== Boundary labeling items ==
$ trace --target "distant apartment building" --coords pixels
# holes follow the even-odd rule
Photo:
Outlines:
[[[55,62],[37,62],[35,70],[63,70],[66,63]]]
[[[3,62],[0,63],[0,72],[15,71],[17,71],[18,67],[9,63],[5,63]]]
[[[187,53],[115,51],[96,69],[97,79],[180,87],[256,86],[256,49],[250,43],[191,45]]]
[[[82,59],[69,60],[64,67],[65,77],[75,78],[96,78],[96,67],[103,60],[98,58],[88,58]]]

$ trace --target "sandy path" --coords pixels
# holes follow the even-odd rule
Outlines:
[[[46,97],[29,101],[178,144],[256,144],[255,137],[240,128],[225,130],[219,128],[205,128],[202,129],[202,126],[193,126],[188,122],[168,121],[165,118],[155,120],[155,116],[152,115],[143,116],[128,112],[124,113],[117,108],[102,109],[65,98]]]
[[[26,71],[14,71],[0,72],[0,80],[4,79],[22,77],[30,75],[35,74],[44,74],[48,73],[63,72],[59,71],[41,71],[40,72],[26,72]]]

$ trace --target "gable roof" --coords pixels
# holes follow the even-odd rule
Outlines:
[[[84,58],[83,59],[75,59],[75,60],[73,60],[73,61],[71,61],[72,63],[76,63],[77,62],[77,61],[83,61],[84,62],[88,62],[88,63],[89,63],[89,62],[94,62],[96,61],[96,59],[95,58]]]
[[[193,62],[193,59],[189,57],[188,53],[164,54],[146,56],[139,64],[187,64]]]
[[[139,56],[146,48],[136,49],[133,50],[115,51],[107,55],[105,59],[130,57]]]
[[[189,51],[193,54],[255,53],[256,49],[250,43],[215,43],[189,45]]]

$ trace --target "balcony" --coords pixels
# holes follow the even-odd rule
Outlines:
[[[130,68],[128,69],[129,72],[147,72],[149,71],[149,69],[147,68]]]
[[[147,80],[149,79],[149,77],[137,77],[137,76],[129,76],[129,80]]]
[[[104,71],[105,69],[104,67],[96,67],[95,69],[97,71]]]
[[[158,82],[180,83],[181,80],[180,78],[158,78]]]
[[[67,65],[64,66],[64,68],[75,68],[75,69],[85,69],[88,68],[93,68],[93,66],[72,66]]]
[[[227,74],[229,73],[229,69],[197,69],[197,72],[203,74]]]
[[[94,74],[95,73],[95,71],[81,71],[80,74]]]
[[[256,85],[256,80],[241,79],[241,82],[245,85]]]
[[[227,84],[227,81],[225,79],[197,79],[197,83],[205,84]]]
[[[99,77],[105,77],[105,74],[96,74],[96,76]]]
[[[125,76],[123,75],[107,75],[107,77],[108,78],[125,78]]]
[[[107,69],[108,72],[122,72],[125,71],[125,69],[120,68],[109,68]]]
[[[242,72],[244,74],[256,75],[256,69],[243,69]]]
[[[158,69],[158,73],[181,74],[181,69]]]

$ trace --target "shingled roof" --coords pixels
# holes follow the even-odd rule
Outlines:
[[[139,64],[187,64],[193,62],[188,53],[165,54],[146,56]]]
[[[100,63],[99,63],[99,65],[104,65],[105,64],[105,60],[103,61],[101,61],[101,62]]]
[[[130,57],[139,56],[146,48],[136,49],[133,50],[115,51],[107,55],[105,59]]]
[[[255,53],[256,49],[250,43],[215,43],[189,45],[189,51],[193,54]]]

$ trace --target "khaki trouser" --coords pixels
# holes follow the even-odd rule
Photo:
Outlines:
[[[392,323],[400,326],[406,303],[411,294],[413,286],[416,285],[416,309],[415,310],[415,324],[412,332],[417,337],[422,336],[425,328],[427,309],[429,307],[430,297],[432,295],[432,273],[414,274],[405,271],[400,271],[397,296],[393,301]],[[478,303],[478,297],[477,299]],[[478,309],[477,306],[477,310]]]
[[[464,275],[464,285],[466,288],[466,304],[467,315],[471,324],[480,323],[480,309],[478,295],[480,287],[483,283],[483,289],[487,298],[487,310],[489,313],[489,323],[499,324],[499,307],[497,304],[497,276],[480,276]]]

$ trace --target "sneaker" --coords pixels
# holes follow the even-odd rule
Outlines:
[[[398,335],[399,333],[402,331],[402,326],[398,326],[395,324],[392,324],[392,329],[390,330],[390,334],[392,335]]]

== Exercise ==
Above are the records; retype every one exactly.

== Response to the exercise ==
$ trace --target "distant apartment building" --coords pixels
# holes follow the even-odd rule
Photo:
Outlines:
[[[55,62],[37,62],[35,70],[63,70],[66,63]]]
[[[3,62],[0,63],[0,72],[15,71],[17,71],[18,67],[9,63],[5,63]]]
[[[187,53],[115,51],[96,69],[97,79],[180,87],[256,86],[256,49],[250,43],[191,45]]]
[[[82,59],[69,60],[64,67],[65,77],[75,78],[96,78],[96,67],[103,60],[98,58],[88,58]]]

$ trace --target "sandy path" --coords pixels
# holes follow the even-odd rule
Outlines:
[[[46,97],[29,101],[178,144],[256,144],[255,137],[240,128],[225,130],[219,128],[205,128],[202,129],[202,126],[193,126],[188,122],[168,121],[165,118],[155,120],[155,116],[152,115],[143,116],[128,112],[124,113],[117,108],[102,109],[65,98]]]
[[[26,71],[14,71],[0,72],[0,80],[4,79],[22,77],[30,75],[35,74],[44,74],[48,73],[63,72],[59,71],[41,71],[40,72],[26,72]]]

$ trace --target "gable roof" --coords pixels
# holes follow the even-odd rule
Outlines:
[[[84,58],[83,59],[75,59],[75,60],[73,60],[73,61],[71,61],[72,63],[76,63],[77,62],[77,61],[83,61],[84,62],[88,62],[88,63],[89,63],[89,62],[94,62],[96,61],[96,59],[95,58]]]
[[[193,62],[193,59],[189,57],[188,53],[164,54],[146,56],[139,64],[187,64]]]
[[[139,56],[146,48],[136,49],[133,50],[115,51],[107,55],[105,59],[130,57]]]
[[[189,51],[193,54],[255,53],[256,49],[250,43],[215,43],[189,45]]]

$ trace --target "balcony" --coords pixels
# holes follow the even-odd rule
Outlines:
[[[130,68],[128,69],[129,72],[147,72],[149,71],[149,69],[147,68]]]
[[[147,80],[149,79],[149,77],[137,77],[137,76],[129,76],[129,80]]]
[[[104,71],[105,69],[104,67],[96,67],[95,69],[97,71]]]
[[[158,82],[180,83],[181,80],[180,78],[158,78]]]
[[[67,65],[64,66],[64,68],[75,68],[75,69],[85,69],[88,68],[93,68],[93,66],[72,66]]]
[[[227,74],[229,73],[229,69],[197,69],[197,72],[203,74]]]
[[[94,74],[95,73],[95,71],[81,71],[80,74]]]
[[[256,85],[256,80],[241,79],[241,82],[245,85]]]
[[[227,84],[227,81],[225,79],[197,79],[197,83],[205,84]]]
[[[99,77],[105,77],[105,74],[96,74],[96,76]]]
[[[125,76],[123,75],[107,75],[107,77],[108,78],[125,78]]]
[[[107,69],[108,72],[122,72],[125,71],[125,69],[120,68],[109,68]]]
[[[242,72],[244,74],[256,75],[256,69],[243,69]]]
[[[158,69],[158,73],[181,74],[181,69]]]

$ trace --target "shingled roof" --coords pixels
# holes follow the even-odd rule
Outlines:
[[[139,64],[187,64],[193,62],[188,53],[165,54],[146,56]]]
[[[100,63],[99,63],[99,65],[104,65],[105,64],[105,60],[103,61],[101,61],[101,62]]]
[[[130,57],[139,56],[146,48],[136,49],[133,50],[115,51],[107,55],[105,59]]]
[[[255,53],[256,49],[250,43],[215,43],[189,45],[189,51],[193,54]]]

$ trace --target "khaki trouser" --coords pixels
# holes follow the even-odd rule
Photo:
Outlines:
[[[392,323],[400,326],[406,303],[411,294],[413,286],[416,285],[416,309],[415,310],[415,324],[412,332],[417,337],[422,336],[425,328],[427,309],[429,307],[430,297],[432,295],[432,273],[414,274],[405,271],[400,271],[397,296],[393,301]],[[478,303],[478,297],[477,299]],[[478,309],[477,306],[477,310]]]
[[[464,275],[464,285],[466,288],[466,304],[467,315],[471,324],[480,323],[480,309],[478,295],[480,287],[483,283],[483,289],[487,298],[487,310],[489,313],[489,323],[499,324],[499,307],[497,304],[497,276],[480,276]]]

$ trace --target "sneaker" --coords pixels
# holes follow the even-odd rule
Outlines:
[[[398,335],[399,333],[402,331],[402,326],[398,326],[395,324],[392,324],[392,329],[390,330],[390,334],[392,335]]]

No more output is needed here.